====== RECORDS FOR THE TASK ======

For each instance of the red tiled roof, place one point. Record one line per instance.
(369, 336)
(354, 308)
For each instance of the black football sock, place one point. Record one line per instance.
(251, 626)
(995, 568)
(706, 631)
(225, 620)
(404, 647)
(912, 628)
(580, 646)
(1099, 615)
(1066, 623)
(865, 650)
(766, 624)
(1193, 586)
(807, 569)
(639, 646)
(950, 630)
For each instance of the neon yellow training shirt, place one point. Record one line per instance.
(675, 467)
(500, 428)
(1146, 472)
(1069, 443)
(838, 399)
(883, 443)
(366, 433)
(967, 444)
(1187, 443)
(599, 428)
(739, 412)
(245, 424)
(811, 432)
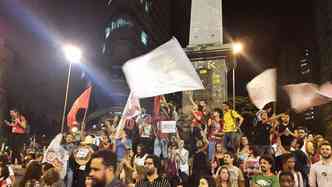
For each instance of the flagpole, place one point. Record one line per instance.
(66, 98)
(84, 117)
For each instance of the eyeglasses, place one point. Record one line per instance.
(148, 163)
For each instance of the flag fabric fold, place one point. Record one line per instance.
(82, 102)
(131, 110)
(263, 88)
(56, 155)
(166, 69)
(306, 95)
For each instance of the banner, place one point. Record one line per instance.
(306, 95)
(168, 126)
(166, 69)
(132, 109)
(56, 155)
(263, 88)
(81, 102)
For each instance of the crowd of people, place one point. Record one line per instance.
(209, 150)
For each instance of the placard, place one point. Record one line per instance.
(168, 126)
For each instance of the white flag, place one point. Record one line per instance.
(56, 155)
(166, 69)
(306, 95)
(132, 109)
(263, 88)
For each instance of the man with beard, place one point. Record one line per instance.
(236, 176)
(102, 170)
(321, 172)
(267, 177)
(152, 179)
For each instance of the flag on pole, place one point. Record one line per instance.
(263, 88)
(56, 155)
(166, 69)
(82, 102)
(306, 95)
(131, 110)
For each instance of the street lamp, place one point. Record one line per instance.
(73, 54)
(237, 49)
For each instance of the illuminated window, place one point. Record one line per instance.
(144, 38)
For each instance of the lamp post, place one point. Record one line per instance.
(73, 55)
(237, 49)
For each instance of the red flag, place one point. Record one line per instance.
(156, 106)
(81, 102)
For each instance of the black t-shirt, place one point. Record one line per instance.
(262, 133)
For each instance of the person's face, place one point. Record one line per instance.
(139, 150)
(265, 166)
(69, 138)
(149, 167)
(301, 133)
(285, 118)
(225, 107)
(98, 171)
(291, 163)
(325, 151)
(202, 103)
(203, 183)
(286, 181)
(244, 140)
(228, 159)
(219, 148)
(181, 144)
(310, 137)
(224, 175)
(104, 138)
(264, 115)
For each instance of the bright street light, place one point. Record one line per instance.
(73, 54)
(237, 48)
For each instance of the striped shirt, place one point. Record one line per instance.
(158, 182)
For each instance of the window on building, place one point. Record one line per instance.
(144, 38)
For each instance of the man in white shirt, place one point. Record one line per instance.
(183, 162)
(321, 172)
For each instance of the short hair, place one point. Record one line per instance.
(268, 158)
(51, 176)
(325, 143)
(218, 110)
(156, 161)
(286, 174)
(109, 158)
(4, 171)
(286, 157)
(231, 154)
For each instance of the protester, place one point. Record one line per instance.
(223, 177)
(232, 122)
(4, 176)
(236, 175)
(267, 177)
(286, 179)
(288, 165)
(102, 170)
(33, 174)
(153, 179)
(321, 172)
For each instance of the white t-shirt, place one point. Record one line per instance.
(183, 164)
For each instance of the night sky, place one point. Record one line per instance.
(267, 29)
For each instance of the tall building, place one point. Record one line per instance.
(133, 28)
(323, 15)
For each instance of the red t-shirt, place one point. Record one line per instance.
(197, 122)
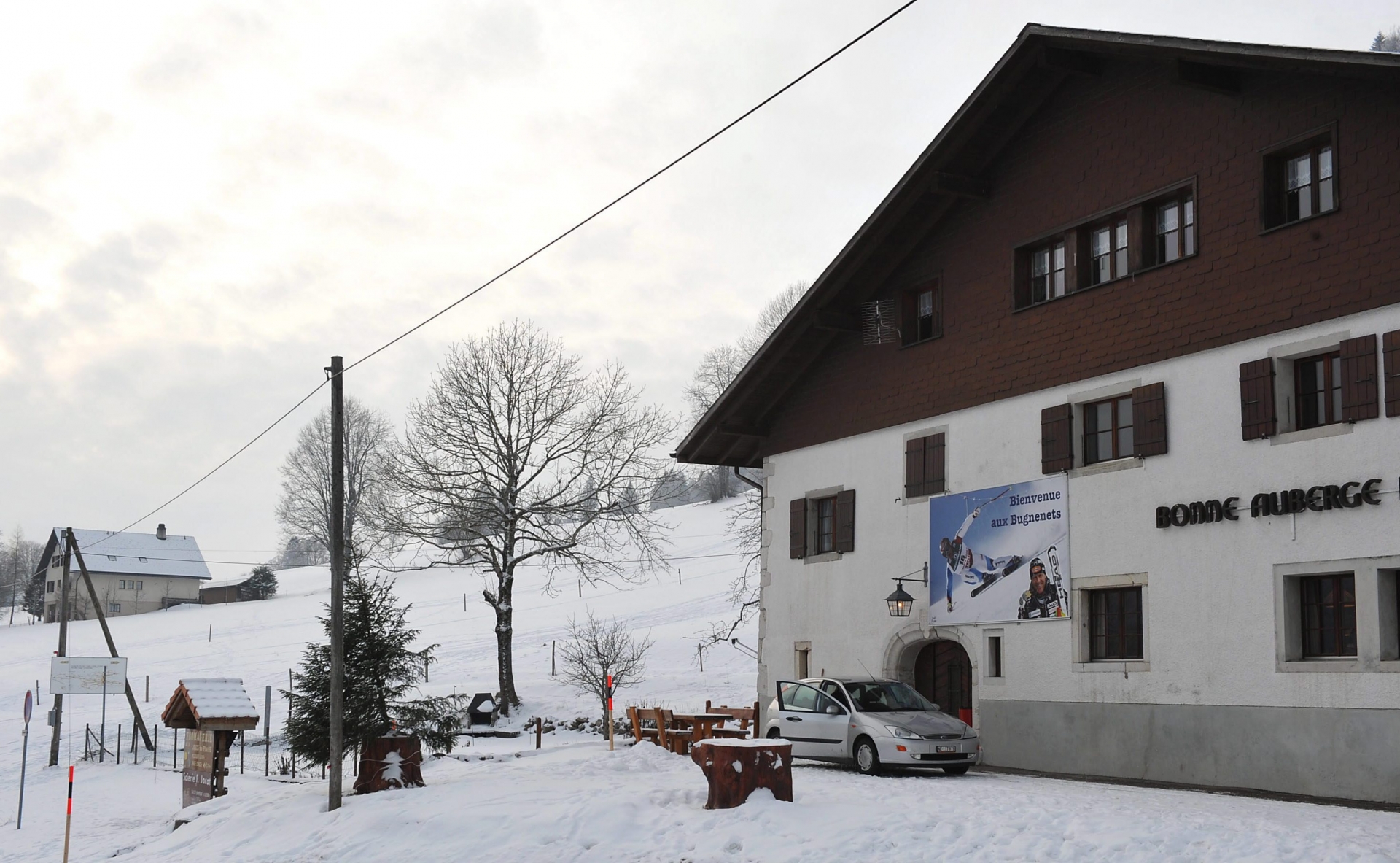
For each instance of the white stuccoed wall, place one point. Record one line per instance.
(1210, 630)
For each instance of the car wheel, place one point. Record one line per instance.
(867, 757)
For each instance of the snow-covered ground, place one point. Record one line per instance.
(575, 800)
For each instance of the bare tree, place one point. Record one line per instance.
(718, 370)
(304, 511)
(520, 456)
(596, 649)
(721, 365)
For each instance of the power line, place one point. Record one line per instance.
(389, 569)
(532, 255)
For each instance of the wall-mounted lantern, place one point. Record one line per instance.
(899, 601)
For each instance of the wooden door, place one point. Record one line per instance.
(943, 674)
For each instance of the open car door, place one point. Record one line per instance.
(814, 721)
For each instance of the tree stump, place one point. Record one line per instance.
(389, 762)
(736, 768)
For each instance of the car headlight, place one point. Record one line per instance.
(902, 733)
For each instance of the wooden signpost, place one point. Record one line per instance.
(213, 711)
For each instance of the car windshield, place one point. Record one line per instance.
(876, 697)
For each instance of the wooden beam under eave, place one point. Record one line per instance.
(1066, 59)
(742, 430)
(957, 184)
(838, 321)
(1208, 76)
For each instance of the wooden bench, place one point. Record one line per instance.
(671, 738)
(653, 735)
(748, 719)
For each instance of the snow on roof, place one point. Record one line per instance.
(128, 554)
(219, 698)
(226, 583)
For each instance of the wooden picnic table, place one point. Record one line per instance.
(703, 724)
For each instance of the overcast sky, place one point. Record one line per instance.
(201, 204)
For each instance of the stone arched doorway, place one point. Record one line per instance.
(943, 674)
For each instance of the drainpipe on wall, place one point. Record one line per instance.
(758, 485)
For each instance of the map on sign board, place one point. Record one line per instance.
(83, 676)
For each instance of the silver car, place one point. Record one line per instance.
(870, 723)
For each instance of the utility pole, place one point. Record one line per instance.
(63, 649)
(338, 563)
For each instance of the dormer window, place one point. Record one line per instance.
(1299, 179)
(1048, 274)
(920, 314)
(1113, 244)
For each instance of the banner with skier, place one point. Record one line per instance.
(1000, 554)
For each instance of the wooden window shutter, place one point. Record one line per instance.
(797, 528)
(1150, 421)
(1021, 279)
(908, 318)
(846, 520)
(914, 467)
(1360, 387)
(1138, 240)
(1256, 400)
(1074, 244)
(1057, 439)
(934, 479)
(1391, 347)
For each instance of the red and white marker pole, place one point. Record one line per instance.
(610, 715)
(24, 754)
(68, 828)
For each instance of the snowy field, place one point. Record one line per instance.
(575, 800)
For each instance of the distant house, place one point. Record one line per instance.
(132, 573)
(230, 590)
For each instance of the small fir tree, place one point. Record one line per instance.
(262, 583)
(380, 673)
(34, 596)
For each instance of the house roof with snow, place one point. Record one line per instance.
(958, 164)
(129, 554)
(211, 704)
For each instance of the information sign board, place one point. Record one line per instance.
(83, 676)
(198, 782)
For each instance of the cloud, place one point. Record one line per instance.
(476, 42)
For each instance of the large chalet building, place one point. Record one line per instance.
(1115, 370)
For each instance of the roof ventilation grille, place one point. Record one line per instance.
(878, 322)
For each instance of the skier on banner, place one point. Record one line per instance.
(1042, 600)
(961, 561)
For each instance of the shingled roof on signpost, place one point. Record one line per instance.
(210, 704)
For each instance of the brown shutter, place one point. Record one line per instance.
(797, 528)
(1150, 421)
(1138, 243)
(908, 317)
(1021, 279)
(1256, 400)
(846, 520)
(1360, 388)
(1391, 348)
(1056, 439)
(934, 479)
(914, 467)
(1074, 243)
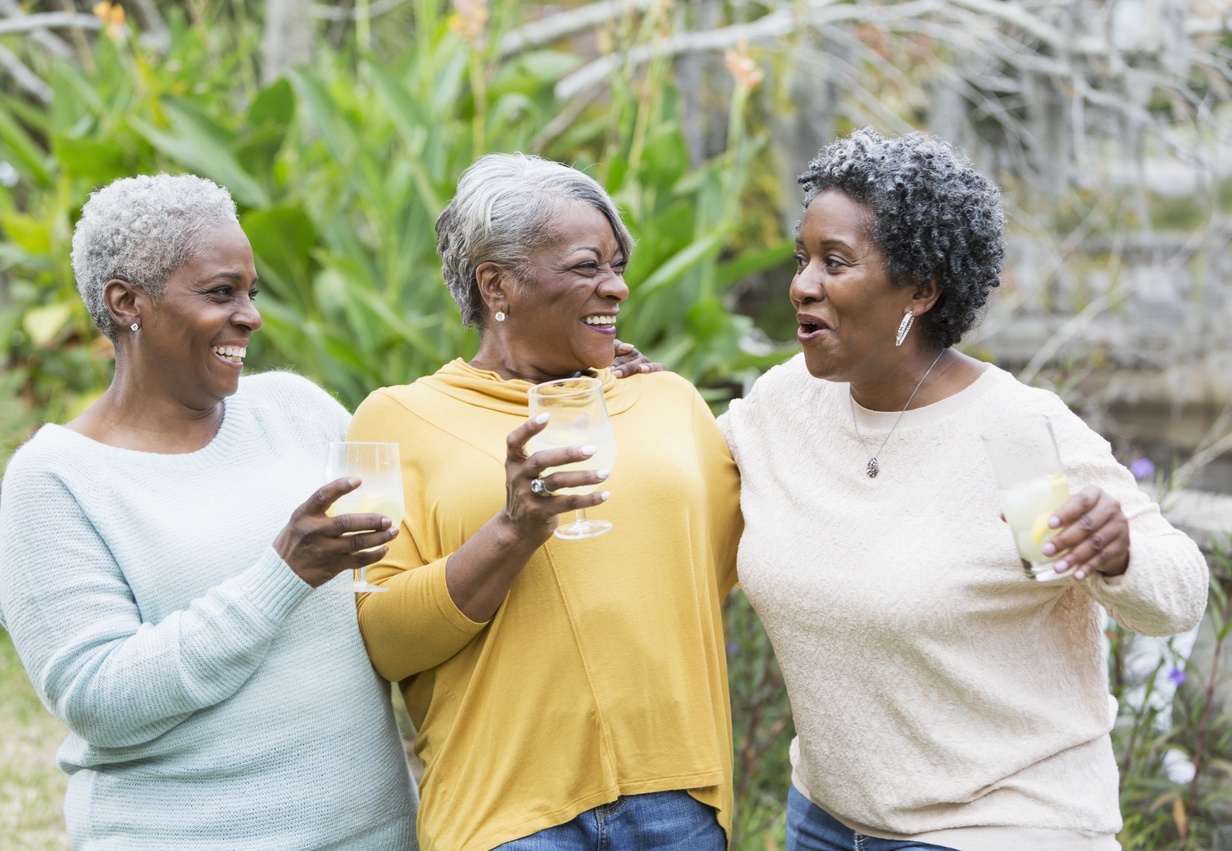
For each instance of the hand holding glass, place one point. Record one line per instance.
(380, 472)
(577, 416)
(1033, 487)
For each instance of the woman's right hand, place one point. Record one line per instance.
(535, 516)
(318, 547)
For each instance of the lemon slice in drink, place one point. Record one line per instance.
(1041, 531)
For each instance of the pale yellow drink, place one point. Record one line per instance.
(1028, 508)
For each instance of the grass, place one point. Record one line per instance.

======

■ **WHAT NEEDS TO BE DONE**: Extract every line of the listing above word for word, omitting the pictures.

■ **TASK ANSWER**:
For each instance of the red tiled roof, place one point. Record one line per instance.
(369, 336)
(354, 308)
For each instance of the black football sock, place one point. Record one line per instance.
(251, 626)
(995, 568)
(706, 631)
(225, 620)
(404, 647)
(912, 628)
(580, 646)
(1099, 615)
(1066, 623)
(865, 650)
(766, 624)
(1193, 586)
(807, 569)
(639, 646)
(950, 630)
For each instance of the neon yellow training shirt, place one point. Record one line per instance.
(675, 467)
(500, 428)
(1146, 472)
(1069, 443)
(838, 399)
(883, 443)
(366, 433)
(967, 444)
(1187, 443)
(599, 428)
(739, 412)
(245, 424)
(811, 432)
For each instance of the flagpole, place one point. Record one line per instance.
(66, 98)
(84, 117)
For each instance of the eyeglasses, place one point. Record one line per instance.
(148, 163)
For each instance of the flag fabric fold, place one point. Record one line per instance.
(82, 102)
(131, 110)
(263, 88)
(56, 155)
(166, 69)
(306, 95)
For each instance of the banner, place one point. Record one line per instance.
(306, 95)
(168, 126)
(166, 69)
(132, 109)
(56, 155)
(263, 88)
(81, 102)
For each instance of the crowd of people, place one point. Record one line per instance.
(209, 150)
For each instance of the placard, place one point. Record one line per instance.
(168, 126)
For each instance of the white flag, place one point. Record one line per instance.
(56, 155)
(166, 69)
(306, 95)
(132, 109)
(263, 88)
For each instance of the man with beard, place one point. Record one line per instance.
(236, 176)
(102, 170)
(321, 172)
(267, 177)
(152, 179)
For each instance of the flag on pole, place one point. Record one line per instance.
(263, 88)
(56, 155)
(166, 69)
(82, 102)
(306, 95)
(131, 110)
For each instance of the street lamp, place one point. Record one line per instance.
(73, 54)
(237, 49)
For each instance of the illuminated window, place one point. Record one line per instance.
(144, 38)
For each instance of the lamp post, place one point. Record one line per instance.
(73, 55)
(237, 49)
For each instance of the red flag, place one point. Record one line per instance.
(156, 106)
(81, 102)
For each instance of the black t-shirt, place one point. Record one line per instance.
(262, 133)
For each instance of the person's face, place one point. Record one line per instance.
(139, 150)
(265, 166)
(69, 138)
(149, 167)
(301, 133)
(285, 118)
(225, 107)
(98, 171)
(291, 163)
(325, 151)
(202, 103)
(203, 183)
(286, 181)
(244, 140)
(228, 159)
(219, 148)
(181, 144)
(310, 137)
(224, 175)
(104, 138)
(264, 115)
For each instance of the bright street light, place one point. Record one line per instance.
(73, 54)
(237, 48)
For each instance of the striped shirt, place one point. Record one line per instance.
(158, 182)
For each instance of the window on building, place one point. Record one line per instance.
(144, 38)
For each instance of the man in white shirt, place one point. Record one line per instance.
(183, 162)
(321, 172)
For each instance of the short hair, place one point. Record one line per instance.
(268, 158)
(51, 176)
(325, 143)
(218, 110)
(156, 161)
(286, 174)
(109, 158)
(4, 171)
(286, 157)
(231, 154)
For each instance of the protester, place one point. Record one line per instance.
(223, 177)
(232, 122)
(4, 176)
(236, 175)
(267, 177)
(286, 179)
(288, 165)
(102, 170)
(33, 174)
(153, 179)
(321, 172)
For each instance of the white t-shirt, place one point. Record one line per instance.
(183, 164)
For each instance of the night sky, place one point. Record one line per instance.
(267, 29)
For each instance of the tall building, place one point. Record one line per instance.
(133, 28)
(323, 15)
For each instance of the red t-shirt, place one point. Record one line per instance.
(197, 122)
For each instance of the white stuccoed wall, place one point. Record one line per instance.
(1210, 630)
For each instance of the car wheel, place one point. Record one line per instance.
(867, 757)
For each instance of the snow-covered ground, place one point. Record one line per instance.
(575, 800)
For each instance of the bare tree, place one point. Record one line per instance.
(718, 370)
(304, 511)
(520, 456)
(596, 649)
(721, 365)
For each instance of the power line, place one point. Record one line per instance.
(389, 569)
(532, 255)
For each instance of the wall-mounted lantern, place one point. Record one line per instance.
(899, 601)
For each instance of the wooden door, place one point. Record one line per instance.
(943, 674)
For each instance of the open car door, place one point. Record one line per instance.
(814, 721)
For each instance of the tree stump, place one point. Record one line per instance.
(389, 762)
(736, 768)
For each instance of the car headlight, place one point. Record one line per instance.
(902, 733)
For each instance of the wooden signpost, place one point. Record one line per instance.
(213, 711)
For each instance of the car windshield, place one point. Record one line per instance.
(876, 697)
For each instance of the wooden beam under eave, place one point. Record one line per instance.
(1066, 59)
(742, 430)
(957, 184)
(838, 321)
(1208, 76)
For each instance of the wooden bench, place one point. Record one line per instance.
(671, 738)
(653, 735)
(748, 719)
For each instance of the snow on roof, place one point. Record one line per instance.
(128, 554)
(219, 698)
(226, 583)
For each instance of the wooden picnic table, place one point. Record one line per instance.
(703, 724)
For each instance of the overcast sky, place one point. Record one line per instance.
(201, 204)
For each instance of the stone arched doorway, place one point. Record one line per instance.
(943, 674)
For each instance of the drainpipe on wall, place one point. Record one line per instance.
(758, 485)
For each instance of the map on sign board, place one point. Record one line per instance.
(83, 676)
For each instance of the silver car, place one point. Record one line per instance.
(870, 723)
For each instance of the utility pole, place one point. Record one line per instance.
(63, 649)
(338, 563)
For each instance of the dormer window, place one point. Record one line per instance.
(1299, 179)
(1048, 274)
(920, 314)
(1113, 244)
For each instance of the banner with skier, place one point. Record one line per instance.
(1000, 554)
For each instance of the wooden window shutter, place one point. Record one line per instance.
(797, 528)
(1150, 421)
(1021, 279)
(908, 318)
(846, 520)
(914, 467)
(1360, 387)
(1138, 240)
(1256, 400)
(1074, 244)
(1057, 439)
(934, 479)
(1391, 347)
For each instance of the red and white marker pole, place one point. Record one line per instance.
(610, 715)
(24, 754)
(68, 828)
For each instance of the snowy field, place one point. Record one line per instance.
(575, 800)
For each instance of the distant house, place one point. Record one line per instance.
(132, 573)
(230, 590)
For each instance of the small fir tree, place one point. Record one line per instance.
(262, 583)
(380, 673)
(34, 596)
For each instance of the house roof with snow, place one point. Record one line per instance.
(958, 164)
(129, 554)
(211, 704)
For each instance of the information sign board, place one point. Record one line per instance.
(83, 676)
(198, 782)
For each instance of the cloud, place one point. Record one line per instance.
(476, 42)
For each instance of the large chalet building, place one point. Record one line per instance.
(1115, 370)
For each instance of the roof ventilation grille, place one point. Record one line per instance.
(878, 322)
For each instance of the skier on banner, place one point. Record one line per instance.
(1042, 600)
(961, 561)
For each instance of the shingled roof on signpost, place one point. Record one line per instance.
(210, 704)
For each instance of the brown shutter, place one point. Record one line per instance.
(797, 528)
(1150, 421)
(1138, 243)
(908, 317)
(1021, 279)
(1256, 400)
(846, 520)
(1360, 388)
(1391, 348)
(1056, 439)
(934, 479)
(914, 467)
(1074, 243)
For each instance of the hand holding glass, place one point. Record one line per instance.
(380, 472)
(577, 416)
(1033, 487)
For each instance of the woman's right hand, place one point. Record one line per instance.
(535, 516)
(318, 547)
For each instance of the lemon slice in drink, place one point. Record one line per instance.
(1041, 531)
For each instance of the pale yellow drink, place one point. Record one line per instance.
(1028, 508)
For each instance of the grass, place one point. Record one line per instance.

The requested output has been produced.